+++ Selected extract
4 things to do for weight loss
- Eat primarily nutrient-rich whole foods
Eat mostly meat, seafood, fowl, eggs, berries, vegetables, nuts (in moderation), fruits (in moderation), and whole-fat dairy (in moderation). Try to get as much organic and grass-fed produce as possible. Some traditionally prepared grains and legumes can be a part of your diet if you tolerate them well. Sticking to an ancestral food template results in a lower carbohydrate intake than the typical western diet unless you indulge in fruits and starchy tubers. Animal source foods seem to be especially important for someone who wants to lose weight, as lack of protein in the diet can lead to overeating. A diet based on unrefined traditional foods should make you lose weight even without counting calories and starving yourself. Don’t obsess over the diet, but try to stick with it for 80-90% of the time.
- Eat high-quality fermented foods
Avoid the acidophilus milk at the supermarket, and try instead to find quality products such as Kimchi and Kefir at the health food store, farmer’s market or some other trusted source. Fermented foods can also be made at home.
- Eat plenty of vegetables
Soluble fiber and resistant starch are two of the components in fruits, vegetables and other plants that work as prebiotics in the gastrointestinal tract. Leeks, onions and jerusalem artichoke are especially rich in soluble fibers such as inulin. Prebiotics are the food source of the bacteria, and several sources of prebiotics in the diet usually improve the bacterial composition in the gut.
Regularly perform some type of aerobic and anaerobic exercise. The frequency, duration and intensity of the exercise depends on your goals. If the primary goal is to lose weight, 1-2 days of resistance training with bodyweight and barbell exercises, and 1-2 days of walking, running, rowing etc. could be a good start.
Other factors that could help speed up weight loss include getting adequate sun exposure, taking a high-quality probiotic supplement, increasing omega-3 intake and getting more microbes into your life (e..g, eating plants from the farmer’s market or garden, avoiding excessive hygiene).
++++++
### Tasks to complete
a) In the weight-loss tips, which vegetables are named as especially rich in soluble fibers such as inulin?
b) Condense the paragraph in the weight-loss tips that begins "Regularly perform some type of aerobic" into a short bulleted list that keeps its main facts.
+++ Entries shown
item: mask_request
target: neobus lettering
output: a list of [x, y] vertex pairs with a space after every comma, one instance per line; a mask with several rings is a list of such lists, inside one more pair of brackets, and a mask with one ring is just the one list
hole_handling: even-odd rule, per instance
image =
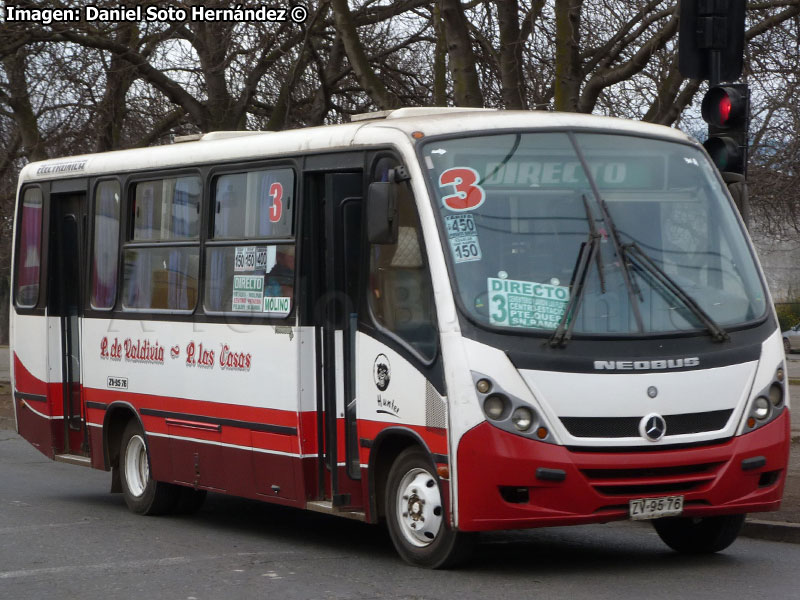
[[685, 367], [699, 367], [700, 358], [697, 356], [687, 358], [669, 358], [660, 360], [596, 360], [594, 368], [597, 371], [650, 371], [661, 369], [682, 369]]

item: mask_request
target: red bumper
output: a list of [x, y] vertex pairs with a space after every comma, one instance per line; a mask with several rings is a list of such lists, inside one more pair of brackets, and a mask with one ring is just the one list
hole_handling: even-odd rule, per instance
++++++
### Responses per task
a) Leeks, onions and jerusalem artichoke.

b)
- Do aerobic and anaerobic exercise regularly.
- Set frequency, duration and intensity by your goals.
- For weight loss, a good start could be 1-2 days of resistance training with bodyweight and barbell exercises, plus 1-2 days of walking, running, rowing or similar.